**Provided information:**
--------------------------------------------------

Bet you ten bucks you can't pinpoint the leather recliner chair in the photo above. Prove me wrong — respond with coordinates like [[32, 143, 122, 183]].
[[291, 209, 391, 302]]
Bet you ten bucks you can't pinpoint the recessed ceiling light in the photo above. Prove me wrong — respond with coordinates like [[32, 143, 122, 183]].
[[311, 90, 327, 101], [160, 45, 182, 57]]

--------------------------------------------------

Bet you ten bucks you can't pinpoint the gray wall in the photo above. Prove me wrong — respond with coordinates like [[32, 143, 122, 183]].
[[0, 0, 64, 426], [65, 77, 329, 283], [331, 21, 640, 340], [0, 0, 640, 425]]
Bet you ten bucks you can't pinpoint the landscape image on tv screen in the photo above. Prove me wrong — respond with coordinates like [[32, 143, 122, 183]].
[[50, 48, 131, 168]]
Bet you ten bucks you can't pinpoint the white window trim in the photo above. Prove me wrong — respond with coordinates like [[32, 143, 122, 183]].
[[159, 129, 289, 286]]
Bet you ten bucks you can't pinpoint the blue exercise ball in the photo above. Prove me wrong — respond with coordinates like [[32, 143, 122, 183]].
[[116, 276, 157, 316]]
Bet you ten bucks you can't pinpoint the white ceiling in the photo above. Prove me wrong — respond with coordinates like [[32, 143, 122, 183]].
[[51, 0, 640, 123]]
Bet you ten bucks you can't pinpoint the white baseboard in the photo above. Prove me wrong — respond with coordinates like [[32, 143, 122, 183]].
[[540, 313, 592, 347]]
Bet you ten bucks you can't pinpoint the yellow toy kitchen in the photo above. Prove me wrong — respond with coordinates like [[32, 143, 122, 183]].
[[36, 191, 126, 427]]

--------------------------------------------------

**What you will do:** Put the lines above, starting at the line that contains "Bet you ten bucks you can't pinpoint the white baseboard" and ending at the line that contains "[[36, 191, 126, 427]]", into a JSON list of strings, one string per line. Leave out any blank lines.

**Output of the exercise:**
[
  "Bet you ten bucks you can't pinpoint the white baseboard in the photo above. Prove me wrong — respond with coordinates like [[32, 143, 122, 183]].",
  "[[540, 313, 592, 347]]",
  "Bet you ten bucks you can't pinpoint the yellow toy kitchen in the photo above. Prove me wrong — respond with coordinates like [[32, 143, 122, 183]].",
  "[[36, 191, 126, 427]]"
]